YOUR GOAL ▸ Pictures aside, write out every record exactly as it appears.

--- SUPPLIED DATA Enclosed Below ---

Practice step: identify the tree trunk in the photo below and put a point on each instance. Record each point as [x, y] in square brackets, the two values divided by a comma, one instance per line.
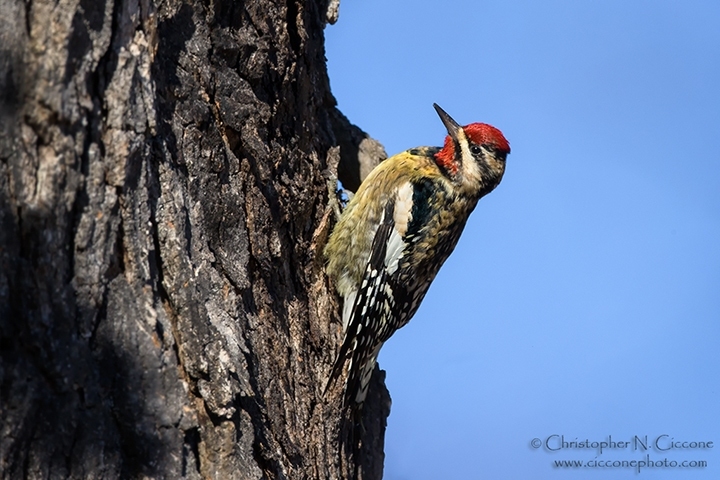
[164, 310]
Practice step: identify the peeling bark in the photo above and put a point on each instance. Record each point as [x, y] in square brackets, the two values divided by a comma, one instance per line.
[164, 311]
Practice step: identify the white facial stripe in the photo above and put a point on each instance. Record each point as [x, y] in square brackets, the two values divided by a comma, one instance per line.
[470, 169]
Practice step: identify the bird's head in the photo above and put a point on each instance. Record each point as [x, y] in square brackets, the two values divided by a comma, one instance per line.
[473, 155]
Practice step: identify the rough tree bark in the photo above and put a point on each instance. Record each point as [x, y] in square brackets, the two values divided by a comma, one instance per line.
[164, 311]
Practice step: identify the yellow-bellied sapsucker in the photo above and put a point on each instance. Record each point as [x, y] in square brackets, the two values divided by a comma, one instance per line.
[397, 231]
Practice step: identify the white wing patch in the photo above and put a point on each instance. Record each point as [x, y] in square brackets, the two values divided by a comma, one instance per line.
[401, 218]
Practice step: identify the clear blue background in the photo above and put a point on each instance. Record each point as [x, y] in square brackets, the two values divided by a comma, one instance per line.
[584, 297]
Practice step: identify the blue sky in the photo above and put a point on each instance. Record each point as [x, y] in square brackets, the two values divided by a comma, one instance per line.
[584, 297]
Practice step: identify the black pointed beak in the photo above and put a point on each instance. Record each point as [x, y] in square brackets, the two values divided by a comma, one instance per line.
[452, 126]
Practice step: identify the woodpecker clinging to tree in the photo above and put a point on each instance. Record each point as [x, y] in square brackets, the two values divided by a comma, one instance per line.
[397, 231]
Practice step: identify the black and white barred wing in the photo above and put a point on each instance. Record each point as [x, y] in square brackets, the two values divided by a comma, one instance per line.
[370, 317]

--- End of Enclosed SUPPLIED DATA ---

TASK RESULT ▸
Practice step: identify the tree trunk in the photo below and put a point on each instance. Record each point as [x, y] in square brackets, the two values divided by a comma, one instance per line.
[164, 310]
Practice step: identify the peeling bark in the photo above and put a point on each instance. Record each point as [x, y] in square brackets, the two values divided by a comma, one instance per line.
[164, 311]
Practice step: identify the white facial stripe in the photo above and put a point on each instance. Record each point as [x, y] in square brackets, the two values divided by a comma, one instance per line.
[470, 169]
Practice step: identify the bird's head in the photo above and put a point on each instance. Record each point as [x, y] in square brackets, the two values divided by a comma, one instance per line.
[473, 155]
Practice step: identify the rough tree bark in the photo above and put a point on each instance. Record each point as [x, y] in square brackets, the two values divided by a comma, one instance per line.
[164, 311]
Practice step: identify the yellow-bellied sapsucker in the photo above and put a point on each instance. Record each point as [x, y] in square brackets, the two values divided by a comma, one instance per line.
[397, 231]
Practice step: identify the white wing patch in the photo above and put a point on each instance. Record each point as [x, y] in square brackets, the two values divided by a comma, one instance per line.
[401, 218]
Practice step: identify the clear blue background in the photo above and put a point on each instance. Record each point as [x, y] in square brackets, the two values divided by a comma, one instance per line.
[584, 297]
Practice step: identify the blue sky in the photo above and put a point on each instance. Record each point as [x, y] in square brackets, the two values divided by a comma, one instance per line.
[584, 297]
Practice step: identify the black pointed beak in the photo above and put a point on each instance. Record each point as [x, y] in square brackets, the two values divided by a comma, one instance per line.
[452, 126]
Practice step: identify the woodpecker clinging to tree in the photo above and put a point on each instance. Record each point as [x, y] in square brackets, the two values divided by a comma, one instance per line.
[397, 231]
Practice step: identify the black and white barred wing in the photo above and put a point on each instance. Record each point as [x, y] in square brackets, the two values divided by a comma, one instance per line.
[370, 317]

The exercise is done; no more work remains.